• [Texte extrait]:
----

Azza Heykal, professeur de lettres, journaliste et écrivaine, vient de publier La Libération de l'homme dans lequel elle aborde l'ambivalence de l'homme acquis aux idées intégristes réactionnaires. Un combat pour la femme qu'elle mène depuis longtemps avec ardeur.

L'intransigeance généreuse

Vive, sensible, on est d'abord saisi chez Azza par une voix. Une voix qui parle. D'habitude, les gens font du bruit avec des mots sans savoir quoi dire. De quoi parle cette dame brune et fine ? Elle revendique premièrement son statut de femme poète. Faut-il y voir l'expression d'une prouesse ? Quelque chose que l'on clame haut et fort pour s'en persuader ? Non. « Accumuler les petits faits d'armes, qui constituent la singularité de la personne, c'est proclamer qu'on est vivant », avoue Azza. Armée de son ancrage dans son identité et son art poétique, elle défie ce qu'elle appelle « une décadence imminente ». De nature spéculative, elle se trouve sensiblement entraînée à méditer sur une question préoccupante : l'infiltration des institutions et instances étatiques par les idées intégristes extrémistes et leur influence flagrante sur la pensée des intellectuels et des jeunes. Ce n'est point d'aujourd'hui qu'il s'agit, ni même d'hier. Il faut remonter d'une vingtaine d'années le cours du temps. Vers l'époque de l'assassinat de Sadate, la montée en puissance du courant islamiste et les conflits où s'engagèrent des forces diverses ne furent pas de médiocre importance. « J'ai ressenti ces événements non comme des accidents ou des phénomènes limités, mais comme des symptômes ou des prémices, comme des faits dont la signification dépassait de beaucoup l'importance intrinsèque et la portée apparente », explique Azza. Et d'ajouter : « Du coup, j'ai perçu confusément l'existence d'une chose qui pourrait être troublée, atteinte et inquiétée par de tels événements : le statut de la femme ».

----

• [Entrées de l'exercice]:
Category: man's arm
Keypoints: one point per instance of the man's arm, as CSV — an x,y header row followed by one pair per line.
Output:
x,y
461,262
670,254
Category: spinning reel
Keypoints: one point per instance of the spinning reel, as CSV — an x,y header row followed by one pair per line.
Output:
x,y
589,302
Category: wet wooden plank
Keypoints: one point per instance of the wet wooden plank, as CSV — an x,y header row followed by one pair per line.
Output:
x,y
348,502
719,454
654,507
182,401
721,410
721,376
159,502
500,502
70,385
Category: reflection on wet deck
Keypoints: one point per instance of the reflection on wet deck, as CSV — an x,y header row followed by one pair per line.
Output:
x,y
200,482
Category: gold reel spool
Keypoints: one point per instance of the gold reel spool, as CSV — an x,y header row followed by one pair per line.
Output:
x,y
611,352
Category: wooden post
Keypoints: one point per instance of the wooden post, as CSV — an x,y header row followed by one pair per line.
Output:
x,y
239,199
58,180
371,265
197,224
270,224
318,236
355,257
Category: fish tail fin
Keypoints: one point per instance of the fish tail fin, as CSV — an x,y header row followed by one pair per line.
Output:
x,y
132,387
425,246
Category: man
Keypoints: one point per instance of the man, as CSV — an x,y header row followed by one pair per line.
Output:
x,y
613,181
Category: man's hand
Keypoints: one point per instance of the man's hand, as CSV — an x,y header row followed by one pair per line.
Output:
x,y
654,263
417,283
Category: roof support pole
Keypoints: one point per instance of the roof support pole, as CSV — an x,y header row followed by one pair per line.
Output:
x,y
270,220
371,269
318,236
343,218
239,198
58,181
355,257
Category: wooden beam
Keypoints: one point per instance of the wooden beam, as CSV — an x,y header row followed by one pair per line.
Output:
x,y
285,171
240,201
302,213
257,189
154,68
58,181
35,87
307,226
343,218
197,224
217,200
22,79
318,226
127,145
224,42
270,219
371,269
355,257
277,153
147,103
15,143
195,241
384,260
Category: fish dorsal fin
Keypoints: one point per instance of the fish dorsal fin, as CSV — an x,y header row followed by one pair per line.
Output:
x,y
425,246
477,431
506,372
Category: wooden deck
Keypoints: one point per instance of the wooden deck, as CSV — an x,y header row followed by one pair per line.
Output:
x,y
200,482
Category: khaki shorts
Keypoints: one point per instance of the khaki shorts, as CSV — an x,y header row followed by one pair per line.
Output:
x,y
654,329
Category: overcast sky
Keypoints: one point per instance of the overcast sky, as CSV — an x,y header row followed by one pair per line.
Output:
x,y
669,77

----

• [Consignes]:
1: D'après le texte extrait, quel livre Azza Heykal vient-elle de publier ?
2: Recopiez les entrées depuis la ligne contenant « Category: overcast sky » jusqu'à la fin des entrées, cette ligne comprise.
Le texte extrait et les entrées constituent deux ensembles indépendants.

• [Réponses par consigne]:
1: La Libération de l'homme.

2:
Category: overcast sky
Keypoints: one point per instance of the overcast sky, as CSV — an x,y header row followed by one pair per line.
Output:
x,y
669,77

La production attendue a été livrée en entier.